◆ Instrução A
Selecione na listagem todas as linhas que contêm a palavra "light", levando em conta a diferença entre maiúsculas e minúsculas.

Outro evento que vem se somar dentro desse processo no final da década de 1980, promovida pela Companhia de Desenvolvimento Industrial do Pará (CDI), é a instalação do Distrito Industrial de Marabá (DIM), ligada a produção minério de ferro-gusa através das industriais Companhia Siderúrgica do Pará (COSIPAR) e Siderúrgica de Marabá (SIMARA) (MARABÁ, 2006).

Passando Marabá a ser marcada por forte migração, grandes projetos e destaque político-econômico no estado do Pará. Já que expressa nessa nova estruturação espacial uma concentração em seu ponto de certa disponibilidade de infraestrutura e a uma relativa densidade técnica, de atividades econômicas, sociais e políticas (TRINDADE JR; RIBEIRO, 2008). Já que o conjunto dos projetos e ações sejam governamentais ou empresariais levados adiante, evidenciam resultados que reforçam os impactos que provocaram, sobretudo, do ponto de vista econômico e, simultaneamente, a inegável importância que Marabá progressivamente assume no cenário sub-regional.

Como, por exemplo, o fato de Marabá, no decorrer do tempo, aquecendo a economia sub-regional, passar a conter um total de 873 estabelecimentos, compostos por pequenas, médias e grandes empresas (MARABÁ, 2006); Marabá concentrar investimentos no setor mineral abrigando grande parte dos projetos voltados para cadeia produtiva mineral do sudeste paraense (PARÁ INVESTIMENTOS, 2010); Marabá sendo naturalmente, assim, considerada como importante centro para os negócios e serviços do sul e sudeste do Pará (ONG VIVER CIDADES, 2004).

Porém, não podemos esquecer de destacar sua importância, além da dimensão econômica já mencionada, na dimensão política. Tendo, desde a década de 1960 em diante, o Estado, importante também agente transformador das dinâmicas da sub-região, acompanhado em todos os momentos, paralelamente, seja no projeto de urbanismo rural (cidade de apoio Marabá), nas melhorias infra estruturais (principalmente as aberturas de estradas) ou na exploração mineral (Programa Grande Carajás), atuando com ações governamentais no fornecimento de créditos, incentivos fiscais, dentre outros.

Contudo, a medida em que o Estado se mostra participante, direta e indiretamente, em todas as atividades que foram implementadas como projetos de exploração mineral, urbano rural, infraestruturais, incentivos fiscais e disponibilidades de créditos. Foi ao longo do tempo, de algum modo, contribuindo para possibilitar as condições de se sediar importantes instituições em Marabá.

◆ Instrução B
Transcreva do texto sobre Marabá o trecho de "Porém, não podemos" até "fiscais, dentre outros.".

◆ Material do exercício
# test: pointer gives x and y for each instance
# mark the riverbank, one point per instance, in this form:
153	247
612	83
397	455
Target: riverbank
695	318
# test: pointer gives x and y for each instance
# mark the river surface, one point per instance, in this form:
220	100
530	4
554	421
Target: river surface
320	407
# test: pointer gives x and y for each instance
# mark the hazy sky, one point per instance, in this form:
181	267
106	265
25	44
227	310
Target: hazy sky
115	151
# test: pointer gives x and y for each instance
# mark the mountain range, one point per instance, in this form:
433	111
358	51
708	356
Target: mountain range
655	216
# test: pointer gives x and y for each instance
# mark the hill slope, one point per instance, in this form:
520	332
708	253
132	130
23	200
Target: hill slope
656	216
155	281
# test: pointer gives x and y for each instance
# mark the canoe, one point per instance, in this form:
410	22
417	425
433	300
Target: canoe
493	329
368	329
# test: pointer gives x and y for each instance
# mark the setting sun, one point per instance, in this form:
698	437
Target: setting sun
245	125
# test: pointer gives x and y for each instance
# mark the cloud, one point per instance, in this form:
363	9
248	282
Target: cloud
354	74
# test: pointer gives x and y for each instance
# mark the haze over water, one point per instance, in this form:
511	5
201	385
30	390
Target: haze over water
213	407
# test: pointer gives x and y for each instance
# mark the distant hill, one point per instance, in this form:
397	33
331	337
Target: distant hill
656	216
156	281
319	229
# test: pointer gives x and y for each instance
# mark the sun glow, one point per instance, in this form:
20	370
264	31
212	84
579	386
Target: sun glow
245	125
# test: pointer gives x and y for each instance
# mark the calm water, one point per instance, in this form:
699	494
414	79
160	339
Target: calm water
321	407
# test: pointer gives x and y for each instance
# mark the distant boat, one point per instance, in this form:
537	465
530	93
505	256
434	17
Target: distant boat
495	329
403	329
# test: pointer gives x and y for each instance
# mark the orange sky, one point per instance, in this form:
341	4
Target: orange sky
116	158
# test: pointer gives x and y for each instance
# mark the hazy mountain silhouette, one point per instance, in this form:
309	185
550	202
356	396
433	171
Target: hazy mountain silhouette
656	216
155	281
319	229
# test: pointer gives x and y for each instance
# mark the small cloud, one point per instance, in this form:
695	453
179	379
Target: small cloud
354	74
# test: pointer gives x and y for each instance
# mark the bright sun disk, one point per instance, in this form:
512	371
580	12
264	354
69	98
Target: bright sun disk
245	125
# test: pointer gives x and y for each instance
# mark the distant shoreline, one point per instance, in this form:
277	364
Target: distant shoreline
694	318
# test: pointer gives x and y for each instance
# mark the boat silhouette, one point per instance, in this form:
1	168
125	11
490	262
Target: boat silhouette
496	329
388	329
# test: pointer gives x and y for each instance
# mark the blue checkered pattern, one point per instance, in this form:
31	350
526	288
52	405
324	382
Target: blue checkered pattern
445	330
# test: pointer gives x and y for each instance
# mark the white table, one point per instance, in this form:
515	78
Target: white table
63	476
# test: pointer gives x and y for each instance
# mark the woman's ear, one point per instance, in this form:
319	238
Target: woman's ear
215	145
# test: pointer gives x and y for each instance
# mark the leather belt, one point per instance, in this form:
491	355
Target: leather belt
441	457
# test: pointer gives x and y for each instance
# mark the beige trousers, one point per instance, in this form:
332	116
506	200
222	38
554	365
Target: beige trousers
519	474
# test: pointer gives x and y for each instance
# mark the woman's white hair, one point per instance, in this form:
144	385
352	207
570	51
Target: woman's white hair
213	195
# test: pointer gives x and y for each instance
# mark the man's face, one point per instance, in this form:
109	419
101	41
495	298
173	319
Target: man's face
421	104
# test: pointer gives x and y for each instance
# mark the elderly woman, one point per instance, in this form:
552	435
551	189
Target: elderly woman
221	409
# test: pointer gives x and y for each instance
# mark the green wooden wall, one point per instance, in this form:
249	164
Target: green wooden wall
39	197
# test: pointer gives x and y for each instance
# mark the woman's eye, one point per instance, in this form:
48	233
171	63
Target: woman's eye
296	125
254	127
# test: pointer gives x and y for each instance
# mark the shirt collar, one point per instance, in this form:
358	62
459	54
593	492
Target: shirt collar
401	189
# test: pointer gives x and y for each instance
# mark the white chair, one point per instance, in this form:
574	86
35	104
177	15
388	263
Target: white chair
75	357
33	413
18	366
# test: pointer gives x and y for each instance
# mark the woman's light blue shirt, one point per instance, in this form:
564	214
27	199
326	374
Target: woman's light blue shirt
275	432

◆ Resposta do exercício A
# mark the woman's light blue shirt, one point per instance, in this form:
Target: woman's light blue shirt

◆ Resposta do exercício B
Porém, não podemos esquecer de destacar sua importância, além da dimensão econômica já mencionada, na dimensão política. Tendo, desde a década de 1960 em diante, o Estado, importante também agente transformador das dinâmicas da sub-região, acompanhado em todos os momentos, paralelamente, seja no projeto de urbanismo rural (cidade de apoio Marabá), nas melhorias infra estruturais (principalmente as aberturas de estradas) ou na exploração mineral (Programa Grande Carajás), atuando com ações governamentais no fornecimento de créditos, incentivos fiscais, dentre outros.